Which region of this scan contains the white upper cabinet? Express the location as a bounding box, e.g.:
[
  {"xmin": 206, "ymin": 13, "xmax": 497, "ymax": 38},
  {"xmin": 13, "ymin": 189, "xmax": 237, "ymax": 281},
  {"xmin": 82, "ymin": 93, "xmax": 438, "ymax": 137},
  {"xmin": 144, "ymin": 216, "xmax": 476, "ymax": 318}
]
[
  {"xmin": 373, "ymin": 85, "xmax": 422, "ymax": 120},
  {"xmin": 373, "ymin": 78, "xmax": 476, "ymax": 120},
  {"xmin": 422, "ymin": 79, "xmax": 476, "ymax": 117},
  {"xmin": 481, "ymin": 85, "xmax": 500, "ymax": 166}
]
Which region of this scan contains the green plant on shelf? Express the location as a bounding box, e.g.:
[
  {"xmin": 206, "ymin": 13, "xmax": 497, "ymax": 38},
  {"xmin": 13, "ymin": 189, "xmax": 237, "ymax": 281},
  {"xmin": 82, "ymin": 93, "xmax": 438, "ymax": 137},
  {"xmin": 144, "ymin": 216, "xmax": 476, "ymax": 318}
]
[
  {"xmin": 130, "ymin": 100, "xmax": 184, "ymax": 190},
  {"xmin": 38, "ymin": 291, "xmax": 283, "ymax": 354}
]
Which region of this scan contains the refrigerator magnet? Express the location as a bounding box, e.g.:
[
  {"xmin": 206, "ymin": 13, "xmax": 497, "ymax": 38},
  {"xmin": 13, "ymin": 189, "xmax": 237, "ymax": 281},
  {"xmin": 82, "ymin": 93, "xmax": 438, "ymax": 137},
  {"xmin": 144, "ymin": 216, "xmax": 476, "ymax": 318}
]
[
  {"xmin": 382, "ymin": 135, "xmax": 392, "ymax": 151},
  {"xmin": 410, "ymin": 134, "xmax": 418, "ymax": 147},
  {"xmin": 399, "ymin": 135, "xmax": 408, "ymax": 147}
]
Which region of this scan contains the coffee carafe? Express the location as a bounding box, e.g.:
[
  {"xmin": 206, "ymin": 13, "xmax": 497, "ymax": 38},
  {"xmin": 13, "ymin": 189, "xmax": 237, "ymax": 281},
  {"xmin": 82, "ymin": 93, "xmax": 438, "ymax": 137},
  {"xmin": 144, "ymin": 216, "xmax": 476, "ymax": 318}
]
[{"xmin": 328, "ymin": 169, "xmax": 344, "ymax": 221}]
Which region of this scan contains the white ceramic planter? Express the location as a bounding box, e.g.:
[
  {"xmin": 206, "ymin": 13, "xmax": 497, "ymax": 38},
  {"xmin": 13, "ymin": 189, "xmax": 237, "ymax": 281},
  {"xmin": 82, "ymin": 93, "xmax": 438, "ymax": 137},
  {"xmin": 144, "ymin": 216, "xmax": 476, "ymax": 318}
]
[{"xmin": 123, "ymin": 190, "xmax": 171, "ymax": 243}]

========================================

**Stated goal**:
Print out the whole listing exactly as it appears.

**Worked solution**:
Which region of this scan contains the white upper cabinet? Express the location as a bounding box, e.g.:
[
  {"xmin": 206, "ymin": 13, "xmax": 497, "ymax": 38},
  {"xmin": 13, "ymin": 189, "xmax": 237, "ymax": 281},
  {"xmin": 82, "ymin": 93, "xmax": 438, "ymax": 137},
  {"xmin": 144, "ymin": 216, "xmax": 476, "ymax": 318}
]
[
  {"xmin": 373, "ymin": 85, "xmax": 422, "ymax": 120},
  {"xmin": 373, "ymin": 78, "xmax": 476, "ymax": 120},
  {"xmin": 422, "ymin": 79, "xmax": 476, "ymax": 117},
  {"xmin": 481, "ymin": 85, "xmax": 500, "ymax": 166}
]
Which region of this scan contains the green plant on shelf? Express the location as a bounding box, e.g.:
[
  {"xmin": 206, "ymin": 13, "xmax": 497, "ymax": 38},
  {"xmin": 13, "ymin": 189, "xmax": 237, "ymax": 281},
  {"xmin": 82, "ymin": 93, "xmax": 438, "ymax": 137},
  {"xmin": 144, "ymin": 216, "xmax": 476, "ymax": 318}
]
[
  {"xmin": 130, "ymin": 100, "xmax": 184, "ymax": 190},
  {"xmin": 38, "ymin": 291, "xmax": 283, "ymax": 354}
]
Which region of this scan contains the refrigerator magnet? Express the location as a bounding box, e.g.:
[
  {"xmin": 206, "ymin": 13, "xmax": 497, "ymax": 38},
  {"xmin": 13, "ymin": 189, "xmax": 237, "ymax": 281},
  {"xmin": 82, "ymin": 93, "xmax": 438, "ymax": 137},
  {"xmin": 144, "ymin": 216, "xmax": 476, "ymax": 318}
]
[
  {"xmin": 382, "ymin": 135, "xmax": 392, "ymax": 151},
  {"xmin": 410, "ymin": 134, "xmax": 418, "ymax": 147},
  {"xmin": 399, "ymin": 135, "xmax": 408, "ymax": 147}
]
Which region of this scan contains the coffee carafe? Express the location as a bounding box, e.g.:
[
  {"xmin": 206, "ymin": 13, "xmax": 497, "ymax": 38},
  {"xmin": 13, "ymin": 189, "xmax": 237, "ymax": 281},
  {"xmin": 82, "ymin": 93, "xmax": 438, "ymax": 137},
  {"xmin": 144, "ymin": 216, "xmax": 476, "ymax": 318}
]
[{"xmin": 328, "ymin": 169, "xmax": 344, "ymax": 221}]
Which region of this scan contains the white ceramic planter? Express the location as a bounding box, e.g.:
[
  {"xmin": 206, "ymin": 13, "xmax": 497, "ymax": 38},
  {"xmin": 13, "ymin": 189, "xmax": 237, "ymax": 281},
  {"xmin": 82, "ymin": 93, "xmax": 438, "ymax": 137},
  {"xmin": 144, "ymin": 216, "xmax": 476, "ymax": 318}
]
[{"xmin": 123, "ymin": 190, "xmax": 171, "ymax": 243}]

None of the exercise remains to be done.